▸ **Objective**
Render the stretch from the start of the items through the line containing "[856,0,1092,155]" as a Markdown table with the columns n and Line, numbering each row and omitting blank lines.

[Records of labeled boxes]
----------------------------------------

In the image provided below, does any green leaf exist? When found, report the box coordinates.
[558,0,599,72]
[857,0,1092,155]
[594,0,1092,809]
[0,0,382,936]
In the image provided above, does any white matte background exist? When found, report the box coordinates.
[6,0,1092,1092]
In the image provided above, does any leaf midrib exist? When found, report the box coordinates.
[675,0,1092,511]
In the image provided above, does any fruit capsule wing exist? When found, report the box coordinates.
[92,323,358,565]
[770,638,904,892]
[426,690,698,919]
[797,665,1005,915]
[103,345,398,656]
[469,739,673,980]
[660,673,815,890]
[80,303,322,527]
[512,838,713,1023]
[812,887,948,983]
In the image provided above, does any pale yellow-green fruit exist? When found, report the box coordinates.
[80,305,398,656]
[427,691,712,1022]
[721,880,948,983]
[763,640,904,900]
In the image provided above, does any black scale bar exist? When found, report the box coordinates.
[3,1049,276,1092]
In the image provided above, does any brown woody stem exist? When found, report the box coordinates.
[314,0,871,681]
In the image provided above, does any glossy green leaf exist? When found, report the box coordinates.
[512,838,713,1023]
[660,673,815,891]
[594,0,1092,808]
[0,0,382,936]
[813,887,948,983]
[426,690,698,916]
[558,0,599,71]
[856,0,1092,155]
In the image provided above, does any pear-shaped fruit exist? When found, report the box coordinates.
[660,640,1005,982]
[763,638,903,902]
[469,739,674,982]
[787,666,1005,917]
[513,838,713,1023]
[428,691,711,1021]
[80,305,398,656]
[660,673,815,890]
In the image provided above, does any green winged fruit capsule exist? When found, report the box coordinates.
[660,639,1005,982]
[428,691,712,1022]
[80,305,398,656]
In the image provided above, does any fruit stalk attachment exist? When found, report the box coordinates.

----------------------------------------

▸ **Output for this exercise**
| n | Line |
|---|---|
| 1 | In the image provided below, does any green leaf exist? When found, report the box coordinates. |
| 2 | [558,0,599,72] |
| 3 | [857,0,1092,155] |
| 4 | [594,0,1092,809] |
| 5 | [0,0,382,936] |
| 6 | In the image provided above, does any white matte background exist? When found, report the box coordinates. |
| 7 | [6,0,1092,1092] |
| 8 | In the image provided above, does any leaf midrib exist? When found, report the box coordinates. |
| 9 | [675,0,1092,511] |
| 10 | In the image provided above, does any fruit capsule wing exist? When found, report the box coordinates. |
| 11 | [92,323,358,565] |
| 12 | [770,638,904,892] |
| 13 | [426,690,698,919] |
| 14 | [797,665,1005,915] |
| 15 | [103,345,398,656] |
| 16 | [469,739,673,980] |
| 17 | [660,673,815,890] |
| 18 | [80,303,322,527] |
| 19 | [512,838,713,1023] |
| 20 | [812,887,948,983] |
| 21 | In the image provided above, does any pale yellow-green fruit exist? When found, report the box coordinates. |
| 22 | [80,305,398,656] |
| 23 | [427,691,712,1022] |
| 24 | [721,880,948,983] |
| 25 | [763,640,904,900] |
| 26 | In the image provided above, does any black scale bar exist? When found, report the box coordinates. |
| 27 | [3,1049,276,1092] |
| 28 | In the image provided above, does any brown woody stem exist? When found, report the box coordinates. |
| 29 | [314,0,871,681] |
| 30 | In the image provided above, does any glossy green leaf exist? When found, report the box coordinates. |
| 31 | [512,838,713,1023] |
| 32 | [660,673,815,891] |
| 33 | [594,0,1092,808] |
| 34 | [0,0,382,936] |
| 35 | [813,887,948,983] |
| 36 | [426,690,698,916] |
| 37 | [558,0,599,71] |
| 38 | [856,0,1092,155] |